(WORK INSTRUCTIONS)
Reproduce all of the data word for word.

Lines of data
————————

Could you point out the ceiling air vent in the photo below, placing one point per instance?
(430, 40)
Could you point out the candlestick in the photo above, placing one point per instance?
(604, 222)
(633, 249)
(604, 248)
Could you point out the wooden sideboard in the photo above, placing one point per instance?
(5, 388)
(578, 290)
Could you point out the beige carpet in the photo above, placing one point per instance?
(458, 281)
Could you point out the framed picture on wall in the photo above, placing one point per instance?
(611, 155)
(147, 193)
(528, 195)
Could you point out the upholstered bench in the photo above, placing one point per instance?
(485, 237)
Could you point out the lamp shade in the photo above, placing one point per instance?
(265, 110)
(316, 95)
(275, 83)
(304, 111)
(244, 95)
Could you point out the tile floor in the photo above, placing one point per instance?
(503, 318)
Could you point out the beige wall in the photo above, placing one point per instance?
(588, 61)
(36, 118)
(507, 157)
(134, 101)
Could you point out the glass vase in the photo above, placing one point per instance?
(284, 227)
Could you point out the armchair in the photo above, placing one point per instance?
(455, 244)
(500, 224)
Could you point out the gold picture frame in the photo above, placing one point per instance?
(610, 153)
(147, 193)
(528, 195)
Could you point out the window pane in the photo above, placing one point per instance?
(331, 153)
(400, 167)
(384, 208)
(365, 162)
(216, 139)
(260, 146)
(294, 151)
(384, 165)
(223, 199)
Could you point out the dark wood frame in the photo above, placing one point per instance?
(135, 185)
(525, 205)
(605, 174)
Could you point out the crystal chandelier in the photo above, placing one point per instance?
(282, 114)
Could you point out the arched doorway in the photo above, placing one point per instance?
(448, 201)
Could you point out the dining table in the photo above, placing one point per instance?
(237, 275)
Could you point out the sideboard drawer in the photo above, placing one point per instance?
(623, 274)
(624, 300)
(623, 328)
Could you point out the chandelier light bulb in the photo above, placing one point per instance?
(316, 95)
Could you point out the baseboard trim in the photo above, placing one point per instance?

————————

(WRITTEN REPLY)
Could you point out the ceiling air vent in the photo below, placing one point per instance?
(430, 40)
Could you point out the candlestick in the photo above, placing one point per instance?
(604, 222)
(633, 249)
(604, 248)
Could you point out the wooden sideboard in the photo above, placing one point per instance?
(5, 388)
(578, 290)
Could you point out the beige carpet in the photo above, placing one point per instance?
(458, 281)
Could you point out the framed picture on wall in the photo above, placing one point per instance?
(611, 155)
(147, 193)
(528, 195)
Could you point out the upholstered bench in the photo above, placing one point per instance?
(485, 237)
Could you point out the lamp shade in the photo above, placing one point per instance?
(265, 110)
(316, 95)
(275, 83)
(304, 111)
(244, 95)
Could you point out the tile floor in the photo above, placing one point per instance?
(503, 318)
Could you point out the beige wall in the photo above, placing one point per instance?
(588, 61)
(36, 118)
(507, 157)
(134, 101)
Could you point out the glass vase in the photo above, placing one point per instance?
(284, 227)
Could you point out the armchair in the photo above, placing one point per instance?
(455, 244)
(500, 224)
Could you point out the gold picture frame in the photo above, placing one point per instance?
(610, 153)
(147, 193)
(528, 195)
Could you point out the window pane in the photo above, placing one point per instance?
(331, 153)
(400, 167)
(384, 208)
(365, 162)
(216, 139)
(260, 146)
(294, 151)
(384, 165)
(223, 199)
Could you point out the dark wood frame in the photo above, placing one point per instance?
(135, 185)
(525, 205)
(605, 174)
Could you point out the crystal chandelier in the photo above, placing one point per instance?
(282, 114)
Could you point out the arched doorway in the photo above, placing one point per instance?
(448, 201)
Could you point out the dining table in the photo above, placing one point per instance?
(237, 275)
Could you point out the sideboard drawer in the photo above, placing one point per instance?
(623, 274)
(624, 300)
(623, 328)
Could you point out the chandelier light bulb in the photo above, placing one point per instance?
(316, 95)
Could you point out the baseboard trim in the photo above, placing one point per instance?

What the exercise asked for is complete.